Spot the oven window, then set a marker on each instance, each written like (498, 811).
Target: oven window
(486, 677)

====

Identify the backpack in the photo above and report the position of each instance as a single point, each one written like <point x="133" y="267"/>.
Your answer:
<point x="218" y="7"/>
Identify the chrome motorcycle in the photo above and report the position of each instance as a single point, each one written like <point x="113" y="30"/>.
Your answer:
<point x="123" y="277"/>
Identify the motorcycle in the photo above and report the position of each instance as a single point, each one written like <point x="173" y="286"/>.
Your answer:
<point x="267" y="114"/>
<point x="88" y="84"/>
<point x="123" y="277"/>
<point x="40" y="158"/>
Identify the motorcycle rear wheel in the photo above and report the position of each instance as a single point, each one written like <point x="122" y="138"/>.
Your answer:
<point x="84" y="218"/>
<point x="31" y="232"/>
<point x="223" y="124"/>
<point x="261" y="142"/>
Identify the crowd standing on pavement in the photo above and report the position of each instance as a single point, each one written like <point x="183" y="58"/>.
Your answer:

====

# Set problem:
Please identify every line in the material above that contains the word "like", treating uppercase and lowercase as different, and copy each of those lines in full.

# Complete output:
Spot the oven window, then set a marker on each instance, each written like (498, 811).
Identify the backpack in the photo above and report the position of each instance as a single point, each one written like <point x="133" y="267"/>.
Identify the chrome motorcycle in the photo above and report the position of each instance as a single point, each one written like <point x="113" y="30"/>.
Identify the motorcycle in the photo above and report the position of each instance as a single point, each one written like <point x="173" y="286"/>.
Identify the motorcycle rear wheel in the photo above and report the position of each instance as a single point, each one written like <point x="122" y="138"/>.
Identify the crowd standing on pavement in the photo above and report the position of each instance as a single point, each one written like <point x="183" y="58"/>.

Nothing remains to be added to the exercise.